'''

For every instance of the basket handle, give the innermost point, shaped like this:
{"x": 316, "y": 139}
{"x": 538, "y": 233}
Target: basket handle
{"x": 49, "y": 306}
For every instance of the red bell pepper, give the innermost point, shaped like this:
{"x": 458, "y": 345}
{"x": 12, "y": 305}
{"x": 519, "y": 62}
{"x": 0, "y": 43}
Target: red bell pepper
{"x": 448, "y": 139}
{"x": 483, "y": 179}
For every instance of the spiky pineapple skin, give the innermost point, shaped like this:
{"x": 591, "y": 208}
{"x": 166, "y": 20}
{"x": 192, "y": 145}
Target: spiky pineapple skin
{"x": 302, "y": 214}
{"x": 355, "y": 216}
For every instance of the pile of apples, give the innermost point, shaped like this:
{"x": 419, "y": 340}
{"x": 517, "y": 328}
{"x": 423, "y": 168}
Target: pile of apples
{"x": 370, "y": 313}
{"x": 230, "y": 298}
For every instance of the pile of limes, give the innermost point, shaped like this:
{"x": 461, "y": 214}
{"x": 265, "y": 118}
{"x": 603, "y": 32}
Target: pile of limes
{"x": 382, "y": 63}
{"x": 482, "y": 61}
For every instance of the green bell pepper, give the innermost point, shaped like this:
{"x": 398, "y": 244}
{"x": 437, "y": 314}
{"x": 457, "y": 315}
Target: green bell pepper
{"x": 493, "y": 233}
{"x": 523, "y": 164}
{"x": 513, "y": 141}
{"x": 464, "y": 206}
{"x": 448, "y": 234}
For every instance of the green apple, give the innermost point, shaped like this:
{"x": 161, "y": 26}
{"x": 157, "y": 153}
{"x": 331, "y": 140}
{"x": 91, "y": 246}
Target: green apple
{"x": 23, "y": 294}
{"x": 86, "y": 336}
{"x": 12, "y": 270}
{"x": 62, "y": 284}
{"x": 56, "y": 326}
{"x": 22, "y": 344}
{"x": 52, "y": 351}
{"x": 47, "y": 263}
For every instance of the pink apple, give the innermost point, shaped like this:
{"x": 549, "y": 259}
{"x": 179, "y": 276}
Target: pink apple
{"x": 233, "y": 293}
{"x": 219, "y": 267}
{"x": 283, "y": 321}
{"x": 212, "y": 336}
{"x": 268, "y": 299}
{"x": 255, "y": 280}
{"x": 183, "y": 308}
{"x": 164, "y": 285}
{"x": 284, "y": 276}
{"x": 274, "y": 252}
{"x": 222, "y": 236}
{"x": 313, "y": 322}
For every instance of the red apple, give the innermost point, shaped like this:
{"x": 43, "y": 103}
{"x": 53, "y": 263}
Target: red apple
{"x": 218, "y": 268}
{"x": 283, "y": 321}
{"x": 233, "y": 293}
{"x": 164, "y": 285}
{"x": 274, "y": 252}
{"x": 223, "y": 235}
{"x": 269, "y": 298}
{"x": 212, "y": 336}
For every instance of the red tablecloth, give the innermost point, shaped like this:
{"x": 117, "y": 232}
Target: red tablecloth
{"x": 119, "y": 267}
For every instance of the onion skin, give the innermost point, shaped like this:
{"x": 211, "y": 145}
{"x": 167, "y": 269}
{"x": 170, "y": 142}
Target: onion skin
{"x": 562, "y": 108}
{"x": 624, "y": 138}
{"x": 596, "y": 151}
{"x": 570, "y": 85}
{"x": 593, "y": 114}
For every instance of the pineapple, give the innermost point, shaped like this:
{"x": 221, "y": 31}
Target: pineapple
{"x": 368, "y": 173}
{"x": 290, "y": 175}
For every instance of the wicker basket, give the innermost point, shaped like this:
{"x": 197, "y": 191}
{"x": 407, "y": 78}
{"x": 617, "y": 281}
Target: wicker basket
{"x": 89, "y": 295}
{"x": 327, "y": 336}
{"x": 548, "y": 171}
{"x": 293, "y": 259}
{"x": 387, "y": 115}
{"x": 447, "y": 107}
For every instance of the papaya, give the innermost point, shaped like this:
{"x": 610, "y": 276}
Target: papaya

'''

Exercise: Repeat the line that contains "For every instance of the red apple, give", then every line after it until the records end, with nothing added.

Finished task:
For every instance of the red apple, give the innermost point, shaped like this:
{"x": 43, "y": 103}
{"x": 53, "y": 263}
Target: red apple
{"x": 218, "y": 268}
{"x": 283, "y": 321}
{"x": 233, "y": 293}
{"x": 164, "y": 285}
{"x": 274, "y": 252}
{"x": 223, "y": 235}
{"x": 269, "y": 298}
{"x": 212, "y": 336}
For every instance of the red tablecloth, give the innermost point, shaped like this:
{"x": 117, "y": 232}
Target: red tablecloth
{"x": 119, "y": 267}
For every instance of the onion skin, give the innermost point, shaped like this:
{"x": 211, "y": 145}
{"x": 167, "y": 269}
{"x": 170, "y": 142}
Target: onion skin
{"x": 562, "y": 108}
{"x": 624, "y": 138}
{"x": 596, "y": 151}
{"x": 570, "y": 85}
{"x": 593, "y": 114}
For every instance of the pineapple, give the innermost point, shaped like this:
{"x": 221, "y": 31}
Target: pineapple
{"x": 368, "y": 173}
{"x": 290, "y": 175}
For every instance of the wicker basket, give the innermost point, shaped like this:
{"x": 197, "y": 191}
{"x": 407, "y": 78}
{"x": 617, "y": 281}
Target: wicker basket
{"x": 89, "y": 295}
{"x": 327, "y": 336}
{"x": 548, "y": 171}
{"x": 293, "y": 259}
{"x": 387, "y": 115}
{"x": 447, "y": 107}
For every instance of the papaya, give the innermost point, shaped like this:
{"x": 610, "y": 276}
Target: papaya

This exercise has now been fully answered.